### What is needed
An identical copy of the records below is the expected result.

### Records for the task
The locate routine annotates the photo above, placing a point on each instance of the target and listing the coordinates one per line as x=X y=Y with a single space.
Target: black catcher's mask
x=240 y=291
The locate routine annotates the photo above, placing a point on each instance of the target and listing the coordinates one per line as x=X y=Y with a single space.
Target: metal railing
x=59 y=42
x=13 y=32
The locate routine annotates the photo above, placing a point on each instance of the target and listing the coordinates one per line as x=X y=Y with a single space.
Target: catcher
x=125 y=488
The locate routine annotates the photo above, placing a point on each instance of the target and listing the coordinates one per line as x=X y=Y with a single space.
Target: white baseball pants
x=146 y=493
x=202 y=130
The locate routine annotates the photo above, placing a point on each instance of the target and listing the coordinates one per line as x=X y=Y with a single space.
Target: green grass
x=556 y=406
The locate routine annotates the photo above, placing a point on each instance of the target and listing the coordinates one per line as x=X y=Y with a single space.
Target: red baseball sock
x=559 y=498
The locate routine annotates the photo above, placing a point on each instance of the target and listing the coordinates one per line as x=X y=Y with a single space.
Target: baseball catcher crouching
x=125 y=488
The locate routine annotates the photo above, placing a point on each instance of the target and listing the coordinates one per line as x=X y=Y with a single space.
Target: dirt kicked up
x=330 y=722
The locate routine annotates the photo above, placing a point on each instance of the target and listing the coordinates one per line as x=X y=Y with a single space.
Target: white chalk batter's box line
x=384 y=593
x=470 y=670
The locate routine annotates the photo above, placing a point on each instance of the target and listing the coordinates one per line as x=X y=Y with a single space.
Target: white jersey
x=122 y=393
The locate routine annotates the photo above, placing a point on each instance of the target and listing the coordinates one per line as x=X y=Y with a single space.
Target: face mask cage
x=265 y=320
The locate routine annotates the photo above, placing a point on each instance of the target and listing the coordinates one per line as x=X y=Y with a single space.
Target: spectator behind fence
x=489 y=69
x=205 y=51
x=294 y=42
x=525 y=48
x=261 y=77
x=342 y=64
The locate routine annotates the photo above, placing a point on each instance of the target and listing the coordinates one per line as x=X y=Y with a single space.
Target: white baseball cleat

### Output of the exercise
The locate routine annotates the photo above, placing a point on each instance of the target and listing the coordinates one per line as x=X y=Y with a single space.
Target: black catcher's mask
x=240 y=291
The locate routine annotates the photo above, placing a point on each instance of the target and listing the coordinates one per line as x=X y=Y with a single space.
Target: metal railing
x=59 y=42
x=13 y=32
The locate routine annotates the photo above, placing a point on each instance of the target and listing the coordinates one per line as x=X y=Y with a single space.
Target: catcher
x=125 y=488
The locate routine annotates the photo above, placing a point on each instance of the target and listing the coordinates one per line as x=X y=Y with a single space.
Target: white baseball pants
x=146 y=493
x=202 y=130
The locate routine annotates the photo above, placing a point on each instance of the target and listing the coordinates one per line as x=X y=Y with a single space.
Target: green grass
x=556 y=406
The locate routine annotates the photo above, placing a point on each instance of the target and listing the coordinates one per line as x=X y=Y with a single space.
Target: red baseball sock
x=559 y=498
The locate routine annotates the photo above, placing a point on each instance of the target and listing the coordinates one per line as x=X y=Y with a single space.
Target: baseball catcher crouching
x=125 y=488
The locate routine annotates the photo above, placing a point on each instance of the target and listing the coordinates one per line as x=X y=Y with a single space.
Target: dirt kicked up
x=330 y=722
The locate routine annotates the photo above, placing a point on each instance of the target and listing the coordinates one per line as x=X y=Y with a single space.
Target: white chalk batter's box line
x=384 y=593
x=470 y=670
The locate routine annotates the photo above, placing a point on each instance of the target and listing the coordinates one per line as x=X y=Y with a single space.
Target: white jersey
x=122 y=393
The locate routine annotates the photo above, placing a point on each instance of the target and listing the coordinates one per line as x=X y=Y with a single space.
Target: face mask cage
x=265 y=320
The locate routine annotates the photo above, placing a point on each instance of the target and listing the coordinates one per line as x=X y=Y with a single space.
Target: spectator behind fence
x=489 y=69
x=205 y=51
x=294 y=42
x=525 y=48
x=261 y=77
x=342 y=64
The locate routine annotates the photo above, placing a point on each instance of the target and listing the coordinates one per line as x=X y=Y with a single space.
Target: white baseball cleat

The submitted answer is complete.